_DOCUMENT EXTRACT:_
..........

Appellant next argues that the district court erred in finding that his limited right to counsel was vindicated. We disagree. The determination of whether an officer vindicated an individual’s right to consult with an attorney is a mixed question of law and fact. Parsons v. Commissioner of Pub. Safety, 488 N.W.2d 500, 501 (Minn. App. 1992). Once the facts are established, their significance becomes a question of law for de novo review. Gergen v. Commissioner of Pub. Safety, 548 N.W.2d 307, 309 (Minn. App. 1996), review denied (Minn. Aug. 6, 1996).
An individual has a limited right to obtain legal advice before deciding whether to submit to chemical testing, provided the consultation does not unreasonably delay administration of the test. Minn. Stat. § 169.123, subd. 2(b)(4) (1998); Friedman v. Commissioner of Pub. Safety, 473 N.W.2d 828, 835 (Minn. 1991). A driver must be informed of this right, and a police officer must assist in its vindication. Friedman, 473 N.W.2d at 835. That right is vindicated if the driver “is provided with a telephone prior to testing and given a reasonable time to contact and talk with counsel.” McNaughton v. Commissioner of Pub. Safety, 536 N.W.2d 912, 915 (Minn. App. 1995) (quotation omitted).
The determination of a “reasonable time” may not be decided solely based on the time elapsed, but rather must be decided on the totality of the facts. Parsons, 488 N.W.2d at 502. If counsel cannot be contacted within a reasonable time, the driver must make a decision regarding testing in the absence of counsel. Friedman, 473 N.W.2d at 835.

..........

_DATA PROVIDED:_
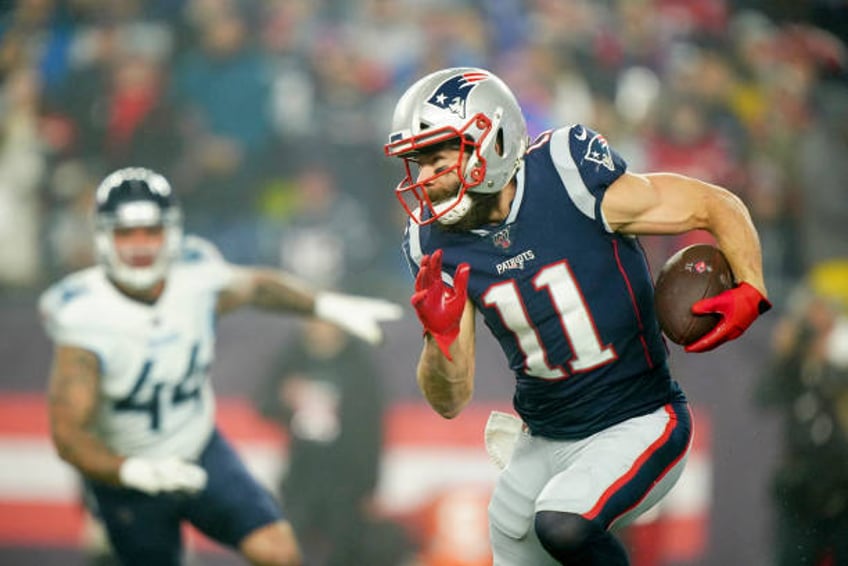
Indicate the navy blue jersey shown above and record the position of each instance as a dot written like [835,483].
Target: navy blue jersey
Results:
[569,301]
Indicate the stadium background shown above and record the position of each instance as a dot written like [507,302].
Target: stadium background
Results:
[269,118]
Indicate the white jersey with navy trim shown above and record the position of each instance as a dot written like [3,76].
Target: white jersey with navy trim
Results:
[569,301]
[156,398]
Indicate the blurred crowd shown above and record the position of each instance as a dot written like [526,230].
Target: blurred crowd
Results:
[269,116]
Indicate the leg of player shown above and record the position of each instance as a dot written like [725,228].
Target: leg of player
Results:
[271,545]
[576,541]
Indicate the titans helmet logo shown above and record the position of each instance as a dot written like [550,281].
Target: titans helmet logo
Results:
[453,93]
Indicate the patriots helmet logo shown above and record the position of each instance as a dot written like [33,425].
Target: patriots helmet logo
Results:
[453,93]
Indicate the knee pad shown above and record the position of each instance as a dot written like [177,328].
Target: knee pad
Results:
[564,533]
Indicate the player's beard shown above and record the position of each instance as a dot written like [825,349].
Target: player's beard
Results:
[482,206]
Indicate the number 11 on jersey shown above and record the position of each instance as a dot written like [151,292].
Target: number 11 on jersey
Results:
[577,323]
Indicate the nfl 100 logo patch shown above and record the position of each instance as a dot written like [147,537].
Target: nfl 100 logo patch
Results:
[501,239]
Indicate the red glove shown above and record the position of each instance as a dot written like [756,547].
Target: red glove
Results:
[438,306]
[739,308]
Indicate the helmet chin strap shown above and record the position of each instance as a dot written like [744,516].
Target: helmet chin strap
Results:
[458,208]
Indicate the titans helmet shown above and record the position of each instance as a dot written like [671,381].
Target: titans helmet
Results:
[136,197]
[468,106]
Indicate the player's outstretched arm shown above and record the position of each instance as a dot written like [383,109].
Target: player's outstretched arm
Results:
[665,203]
[72,398]
[275,290]
[446,366]
[72,403]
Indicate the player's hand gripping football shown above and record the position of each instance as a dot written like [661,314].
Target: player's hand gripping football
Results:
[168,475]
[738,307]
[359,316]
[438,306]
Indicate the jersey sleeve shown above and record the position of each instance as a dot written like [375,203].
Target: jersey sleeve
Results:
[587,166]
[205,260]
[66,314]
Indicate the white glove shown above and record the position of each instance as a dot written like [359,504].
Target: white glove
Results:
[357,315]
[501,434]
[155,476]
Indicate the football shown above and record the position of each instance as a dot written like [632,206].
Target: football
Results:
[693,273]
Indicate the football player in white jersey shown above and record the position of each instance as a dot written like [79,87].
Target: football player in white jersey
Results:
[130,402]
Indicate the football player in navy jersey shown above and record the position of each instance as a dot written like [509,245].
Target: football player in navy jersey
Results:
[540,239]
[130,402]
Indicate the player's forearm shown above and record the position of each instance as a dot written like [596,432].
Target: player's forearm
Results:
[731,224]
[87,454]
[447,385]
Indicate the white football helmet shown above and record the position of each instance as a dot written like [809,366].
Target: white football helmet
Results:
[472,107]
[133,197]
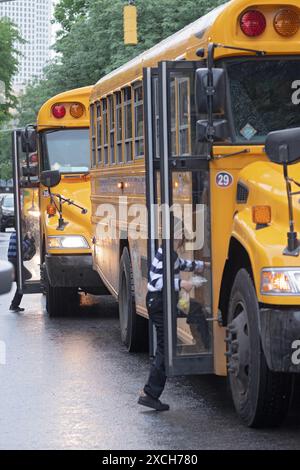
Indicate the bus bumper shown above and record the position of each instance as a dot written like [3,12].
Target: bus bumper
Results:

..........

_REQUIRED ACTIONS:_
**a)** Check each statement against the right-to-counsel passage and mark it yes or no, quoting the words that decide it: (i) whether an officer vindicated a driver's right to consult an attorney is purely a question of fact; (ii) the right is vindicated when the driver gets a telephone before testing and a reasonable time to contact and talk with counsel; (iii) a "reasonable time" can be decided on the time elapsed alone.
**b)** Continue the right-to-counsel passage from its last sentence.

_EXERCISE ANSWERS:_
**a)**
(i) No: "is a mixed question of law and fact."
(ii) Yes: "is provided with a telephone prior to testing and given a reasonable time to contact and talk with counsel."
(iii) No: "may not be decided solely based on the time elapsed, but rather must be decided on the totality of the facts."

**b)**
Here, the record shows: (1) appellant was involved in a car accident at approximately 1:00 a.m.; (2) appellant hid from police observation and was not found and brought to the hospital until after 3:00 a.m.; (3) at the hospital, appellant was read the implied consent advisory and was provided a phone; (4) appellant left a message with his attorney’s paging service; (5) appellant was x-rayed; (6) the officer asked appellant to make a decision on testing over three and a half hours after the accident occurred and 21 minutes after appellant made a phone call to an attorney; (7) at the time of testing, neither appellant nor the officer had any information as to whether appellant had received a call back from his attorney; and (8) appellant did not ask for additional time and did not ask to make additional calls. Under the facts of this case, we conclude appellant’s limited pretesting right to counsel was vindicated. See Linde v. Commissioner of Pub. Safety, 586 N.W.2d 807, 810 (Minn. App. 1998) (holding that driver who requests specific attorney, is unsuccessful in contacting that attorney, and makes no attempt to contact another attorney, has had right to counsel vindicated), review denied (Minn. Feb. 18, 1999); Friedman, 473 N.W.2d at 835 (holding that the evanescent nature of alcohol limits the right to contact counsel); Kuhn v. Commissioner of Pub. Safety, 488 N.W.2d 838, 842 (Minn. App. 1992) (stating that a driver shows bad faith by using tactics to delay administration of the test), review denied (Minn. Oct. 20, 1992). Appellant’s limited right to counsel was not violated merely because he was unable to speak with his attorney before he submitted to testing.